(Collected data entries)
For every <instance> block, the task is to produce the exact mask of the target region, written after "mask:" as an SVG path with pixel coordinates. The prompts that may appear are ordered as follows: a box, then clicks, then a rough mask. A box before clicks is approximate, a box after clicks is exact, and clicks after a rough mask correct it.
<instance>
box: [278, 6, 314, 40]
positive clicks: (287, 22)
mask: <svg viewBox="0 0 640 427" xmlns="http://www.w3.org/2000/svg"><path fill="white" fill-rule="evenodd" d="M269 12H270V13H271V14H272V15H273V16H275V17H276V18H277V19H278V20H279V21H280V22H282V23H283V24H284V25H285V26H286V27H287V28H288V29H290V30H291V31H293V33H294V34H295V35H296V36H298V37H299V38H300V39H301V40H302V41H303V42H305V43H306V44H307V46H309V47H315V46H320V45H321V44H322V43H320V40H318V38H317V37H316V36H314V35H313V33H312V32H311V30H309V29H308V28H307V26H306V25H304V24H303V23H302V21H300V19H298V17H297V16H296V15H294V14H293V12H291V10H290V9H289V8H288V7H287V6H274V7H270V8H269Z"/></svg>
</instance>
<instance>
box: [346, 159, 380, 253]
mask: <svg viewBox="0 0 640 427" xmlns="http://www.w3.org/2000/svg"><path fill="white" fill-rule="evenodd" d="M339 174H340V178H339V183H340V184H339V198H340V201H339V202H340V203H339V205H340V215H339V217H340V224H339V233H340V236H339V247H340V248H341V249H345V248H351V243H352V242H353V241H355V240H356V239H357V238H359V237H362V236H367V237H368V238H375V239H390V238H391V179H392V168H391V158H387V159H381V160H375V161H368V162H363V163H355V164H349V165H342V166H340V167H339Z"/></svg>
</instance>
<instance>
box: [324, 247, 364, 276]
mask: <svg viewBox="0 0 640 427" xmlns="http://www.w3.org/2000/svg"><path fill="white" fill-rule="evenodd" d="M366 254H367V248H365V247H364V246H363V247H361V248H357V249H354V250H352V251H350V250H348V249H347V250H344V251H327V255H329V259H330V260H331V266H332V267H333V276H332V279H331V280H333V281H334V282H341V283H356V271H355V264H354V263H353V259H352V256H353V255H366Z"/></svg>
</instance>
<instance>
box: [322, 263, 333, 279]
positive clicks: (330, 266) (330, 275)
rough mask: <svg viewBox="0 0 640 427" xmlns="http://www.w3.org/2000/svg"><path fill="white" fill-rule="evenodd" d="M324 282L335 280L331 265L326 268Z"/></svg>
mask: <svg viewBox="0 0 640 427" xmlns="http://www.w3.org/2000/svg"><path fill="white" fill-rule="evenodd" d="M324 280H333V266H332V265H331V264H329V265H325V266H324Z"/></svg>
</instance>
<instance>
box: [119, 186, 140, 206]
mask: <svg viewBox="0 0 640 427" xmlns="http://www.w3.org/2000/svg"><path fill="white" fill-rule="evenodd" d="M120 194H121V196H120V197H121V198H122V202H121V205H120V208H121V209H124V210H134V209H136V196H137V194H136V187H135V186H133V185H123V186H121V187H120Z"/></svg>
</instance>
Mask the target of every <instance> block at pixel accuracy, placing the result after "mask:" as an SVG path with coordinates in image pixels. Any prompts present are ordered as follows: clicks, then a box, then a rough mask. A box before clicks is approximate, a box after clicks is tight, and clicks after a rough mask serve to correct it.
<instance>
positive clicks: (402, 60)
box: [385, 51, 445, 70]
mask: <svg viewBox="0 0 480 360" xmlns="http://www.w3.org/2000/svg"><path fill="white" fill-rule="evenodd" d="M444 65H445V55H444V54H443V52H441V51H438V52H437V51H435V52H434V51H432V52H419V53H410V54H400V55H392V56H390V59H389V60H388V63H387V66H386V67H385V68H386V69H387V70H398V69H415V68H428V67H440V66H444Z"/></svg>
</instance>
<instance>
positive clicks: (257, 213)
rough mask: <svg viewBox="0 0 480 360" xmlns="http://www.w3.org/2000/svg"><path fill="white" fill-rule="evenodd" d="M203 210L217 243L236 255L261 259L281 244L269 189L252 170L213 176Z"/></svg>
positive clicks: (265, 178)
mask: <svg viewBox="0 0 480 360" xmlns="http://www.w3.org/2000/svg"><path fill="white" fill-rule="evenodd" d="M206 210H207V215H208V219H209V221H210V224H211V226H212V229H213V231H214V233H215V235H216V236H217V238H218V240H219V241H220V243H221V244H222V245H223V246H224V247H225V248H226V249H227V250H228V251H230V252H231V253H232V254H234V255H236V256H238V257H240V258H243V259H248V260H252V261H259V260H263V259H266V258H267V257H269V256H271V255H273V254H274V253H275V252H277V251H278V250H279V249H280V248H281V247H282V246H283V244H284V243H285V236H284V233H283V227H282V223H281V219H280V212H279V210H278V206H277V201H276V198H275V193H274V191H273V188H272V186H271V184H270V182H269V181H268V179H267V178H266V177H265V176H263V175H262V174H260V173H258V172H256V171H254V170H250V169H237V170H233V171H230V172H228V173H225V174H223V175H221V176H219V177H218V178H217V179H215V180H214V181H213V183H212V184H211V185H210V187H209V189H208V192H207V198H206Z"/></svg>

### Task item
In the records above, locate each line with the word "ordered". Copy all such lines.

### Expected answer
For every <instance> block, the task is to produce the exact mask of the target region, written after "mask:" as an SVG path with pixel coordinates. The prompts that may appear are ordered as follows: a box, then clicks, then a rough mask. A box before clicks is approximate, a box after clicks is exact, and clicks after a rough mask correct it.
Mask the target of every <instance> block at pixel accuracy, placing the result after "mask:" as an SVG path with coordinates in image pixels. Any prompts present are ordered as follows: clicks, then a box, then a rough mask. A box before clicks is approximate, a box after clicks is tight, and clicks after a rough mask serve to correct it.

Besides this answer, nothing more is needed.